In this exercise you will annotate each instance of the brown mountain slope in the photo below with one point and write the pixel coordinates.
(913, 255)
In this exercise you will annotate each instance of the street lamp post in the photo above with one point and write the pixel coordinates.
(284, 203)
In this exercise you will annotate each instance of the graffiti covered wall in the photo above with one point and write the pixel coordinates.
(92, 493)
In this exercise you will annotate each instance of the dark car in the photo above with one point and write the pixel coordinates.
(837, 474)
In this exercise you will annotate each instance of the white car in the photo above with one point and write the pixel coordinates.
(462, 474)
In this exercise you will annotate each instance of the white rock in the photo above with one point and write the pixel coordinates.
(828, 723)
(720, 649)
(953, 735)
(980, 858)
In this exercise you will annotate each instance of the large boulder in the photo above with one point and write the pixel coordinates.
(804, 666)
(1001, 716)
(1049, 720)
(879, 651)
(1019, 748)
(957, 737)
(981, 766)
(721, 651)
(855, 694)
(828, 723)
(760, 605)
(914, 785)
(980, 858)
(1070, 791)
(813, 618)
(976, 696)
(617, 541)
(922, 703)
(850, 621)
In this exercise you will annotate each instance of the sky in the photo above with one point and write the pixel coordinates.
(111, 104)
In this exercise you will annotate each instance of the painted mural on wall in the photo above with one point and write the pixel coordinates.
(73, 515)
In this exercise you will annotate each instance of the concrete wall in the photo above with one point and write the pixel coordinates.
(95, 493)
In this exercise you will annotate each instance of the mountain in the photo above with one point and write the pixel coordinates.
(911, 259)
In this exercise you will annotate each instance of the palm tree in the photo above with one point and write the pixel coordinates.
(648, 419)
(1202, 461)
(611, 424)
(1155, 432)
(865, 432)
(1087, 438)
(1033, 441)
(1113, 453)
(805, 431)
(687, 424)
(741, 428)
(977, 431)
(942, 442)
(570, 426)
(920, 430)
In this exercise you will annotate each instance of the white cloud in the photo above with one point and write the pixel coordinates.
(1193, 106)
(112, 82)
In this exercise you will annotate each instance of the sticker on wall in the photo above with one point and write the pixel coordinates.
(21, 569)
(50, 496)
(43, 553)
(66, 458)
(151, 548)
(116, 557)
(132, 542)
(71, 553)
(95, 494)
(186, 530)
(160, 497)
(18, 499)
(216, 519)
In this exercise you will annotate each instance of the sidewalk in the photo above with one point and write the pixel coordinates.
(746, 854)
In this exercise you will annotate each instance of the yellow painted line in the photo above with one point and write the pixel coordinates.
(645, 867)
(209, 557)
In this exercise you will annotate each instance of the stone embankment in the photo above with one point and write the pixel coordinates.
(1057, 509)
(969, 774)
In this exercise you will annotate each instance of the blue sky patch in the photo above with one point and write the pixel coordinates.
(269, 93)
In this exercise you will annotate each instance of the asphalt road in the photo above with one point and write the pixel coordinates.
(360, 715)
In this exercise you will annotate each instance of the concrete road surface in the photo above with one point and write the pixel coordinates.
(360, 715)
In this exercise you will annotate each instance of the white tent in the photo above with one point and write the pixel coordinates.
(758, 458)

===

* **TASK BRIEF**
Put down all the data once more, exactly as it appears above.

* **ANSWER FOR THE TASK**
In this exercise you will annotate each instance of the brown mountain slope in the photo below with one point and write the pixel coordinates.
(913, 255)
In this exercise you will annotate each instance of the street lamp post in the photo above with one point and write the pixel coordinates.
(284, 203)
In this exercise you will annotate each instance of the graffiti covered wall in the photo above with one point and write the pixel coordinates.
(92, 493)
In this exercise you will annotate each instance of the dark car in the photo above with one point and write the pixel coordinates.
(837, 474)
In this exercise you will annotate each instance of the white car in the photo above with one point and write the pixel coordinates.
(462, 474)
In this exercise you will annotate each instance of the white rock in the photo above with one point and write the pixel coordinates.
(828, 723)
(720, 649)
(953, 735)
(980, 858)
In this exercise you will annotate each instance of the large boulder in the photo above with one point and write the pixel coordinates.
(804, 666)
(1001, 716)
(1049, 720)
(879, 651)
(1019, 748)
(957, 737)
(981, 766)
(721, 651)
(855, 694)
(828, 723)
(760, 605)
(914, 785)
(980, 858)
(1070, 791)
(813, 618)
(976, 696)
(617, 541)
(922, 703)
(850, 621)
In this exercise you will annotate each instance of the sky in the photo above with one point and write the pixel coordinates.
(111, 104)
In this exercise you will annotate each instance of the painted mural on wall in the photo above with one point and write the pixel coordinates.
(73, 515)
In this exercise you will annotate each instance of the concrete wall in the photo above with one point and write the pixel coordinates.
(95, 493)
In this exercise you will annotate each instance of the mountain in the photo above with one point and write the pixel coordinates.
(911, 259)
In this exercise you will annotate each instance of the palm tree in the photo above with one point and write the pixel coordinates.
(648, 419)
(1202, 461)
(611, 424)
(1155, 432)
(865, 432)
(1087, 438)
(1033, 441)
(1113, 453)
(805, 431)
(687, 424)
(741, 428)
(977, 431)
(942, 442)
(570, 426)
(920, 430)
In this exercise you will annotate each instance of the white cloud in the photo above with one point and write the pixel coordinates.
(1193, 106)
(112, 82)
In this exercise you will annotate each instance of the sticker on wall in the photo above with one point and write the pixel coordinates.
(21, 569)
(50, 496)
(43, 553)
(66, 458)
(151, 548)
(116, 557)
(132, 542)
(71, 553)
(95, 494)
(186, 530)
(160, 497)
(18, 499)
(216, 519)
In this exercise you will annotate each instance of the sidewalk in the photo above with one point and write the pixel coordinates.
(746, 854)
In this exercise you will annotate each instance of the yellow painted line in the photo above with one point and write the pixel coordinates.
(645, 867)
(209, 557)
In this exercise you will annotate each instance of the stone embankment in the photo above with one point and write the pixel coordinates.
(1057, 509)
(969, 774)
In this exercise you will annotate each instance of the blue sky patch in the photo above with one point and write the pixel coordinates.
(269, 93)
In this exercise you will annotate each instance of the asphalt road in the photo above with one point and write the pixel coordinates.
(360, 715)
In this exercise you will annotate each instance of the concrete road surface in the photo above with one point and write the pixel coordinates.
(360, 715)
In this exercise you will annotate each instance of the white tent in the photo above with one point and write the pixel coordinates.
(758, 458)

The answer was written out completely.